**Exercise description:** Quote the film review from "Arriving in Paris, Dheepan" to "to Sri Lanka.".

**Provided passage:**
______

When first seen, the title character of Jacques Audiard’s Dheepan is building a funeral pyre for his fellow soldiers, killed in the latest skirmish during Sri Lanka’s civil war. Weary and wounded, both physically and mentally, he’s clearly had enough of violence and bloodshed.

As played by the writer Anthonythasan Jesuthasan, himself a refugee from Sri Lanka, it’s hard not to detect semi-autobiographical elements in Dheepan. In quick order, he recruits fellow refugees Yalini (Kalieaswari Srinivasan) and Illayaal (Claudine Vinasithamby) to pose as his wife and daughter in the hopes that they can escape and establish a new life somewhere, anywhere, else.

Arriving in Paris, Dheepan and Yalini not only don’t speak the language but have no initial insight into the culture. As illegal immigrants, they must keep a low profile so as not to attract attention, which could result in deportation back to Sri Lanka.

Dheepan takes a job as caretaker for an apartment building lorded over by drug dealers, and soon realizes he has escaped one combat zone only to land in another – putting himself and his “family” into constant peril.

______

**Supplied material:**

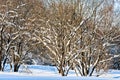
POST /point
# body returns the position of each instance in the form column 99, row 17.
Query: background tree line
column 72, row 34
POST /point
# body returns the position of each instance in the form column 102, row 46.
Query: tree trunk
column 16, row 67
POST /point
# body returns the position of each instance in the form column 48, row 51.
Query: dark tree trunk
column 16, row 67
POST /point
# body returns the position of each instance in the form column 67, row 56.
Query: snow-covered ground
column 35, row 72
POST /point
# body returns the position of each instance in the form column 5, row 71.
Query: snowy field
column 35, row 72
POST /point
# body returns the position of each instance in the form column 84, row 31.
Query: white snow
column 38, row 72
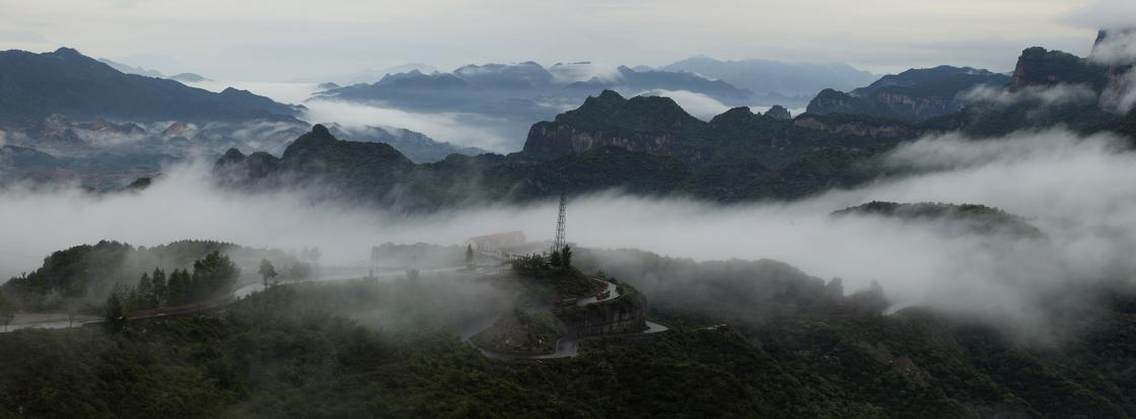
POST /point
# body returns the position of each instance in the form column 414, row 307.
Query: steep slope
column 65, row 82
column 912, row 95
column 644, row 145
column 771, row 78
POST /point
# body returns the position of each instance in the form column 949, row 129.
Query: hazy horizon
column 299, row 42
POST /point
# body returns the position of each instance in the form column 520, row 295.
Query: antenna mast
column 559, row 242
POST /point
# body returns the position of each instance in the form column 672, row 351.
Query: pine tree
column 267, row 271
column 566, row 257
column 7, row 312
column 115, row 312
column 145, row 292
column 160, row 288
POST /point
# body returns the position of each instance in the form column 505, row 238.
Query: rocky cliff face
column 778, row 112
column 912, row 95
column 552, row 140
column 641, row 124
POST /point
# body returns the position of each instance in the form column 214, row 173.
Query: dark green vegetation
column 794, row 346
column 912, row 95
column 662, row 151
column 521, row 332
column 967, row 218
column 214, row 276
column 83, row 276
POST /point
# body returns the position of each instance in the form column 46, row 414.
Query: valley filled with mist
column 573, row 237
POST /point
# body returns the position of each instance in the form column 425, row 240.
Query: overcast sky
column 284, row 40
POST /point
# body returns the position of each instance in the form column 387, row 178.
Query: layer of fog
column 701, row 106
column 459, row 128
column 1077, row 190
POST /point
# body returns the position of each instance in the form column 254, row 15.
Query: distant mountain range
column 912, row 95
column 65, row 116
column 511, row 97
column 184, row 77
column 776, row 82
column 644, row 144
column 74, row 85
column 651, row 145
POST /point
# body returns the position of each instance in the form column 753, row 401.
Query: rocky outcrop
column 778, row 112
column 845, row 126
column 77, row 86
column 912, row 95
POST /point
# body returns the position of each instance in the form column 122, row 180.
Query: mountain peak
column 66, row 51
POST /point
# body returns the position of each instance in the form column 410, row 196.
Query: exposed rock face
column 642, row 124
column 1038, row 66
column 778, row 112
column 318, row 156
column 858, row 127
column 832, row 101
column 77, row 86
column 912, row 95
column 553, row 140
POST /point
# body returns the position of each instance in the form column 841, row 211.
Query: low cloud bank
column 465, row 130
column 1076, row 190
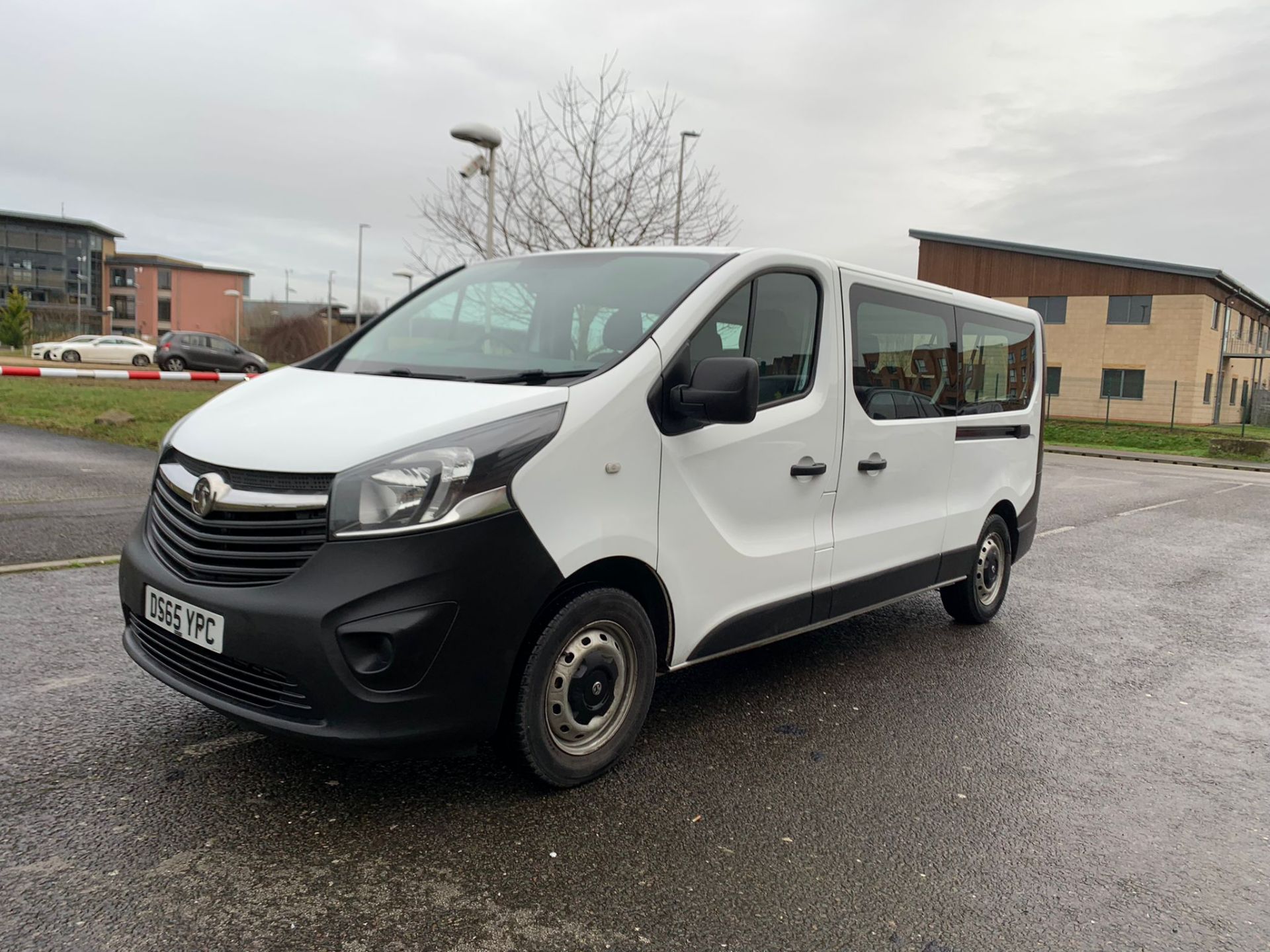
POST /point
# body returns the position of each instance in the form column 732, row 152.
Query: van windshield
column 530, row 319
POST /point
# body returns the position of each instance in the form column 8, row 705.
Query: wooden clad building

______

**In response:**
Arriving in Paris, Dheepan and Yalini not only don’t speak the language but have no initial insight into the culture. As illegal immigrants, they must keep a low profile so as not to attract attention, which could result in deportation back to Sri Lanka.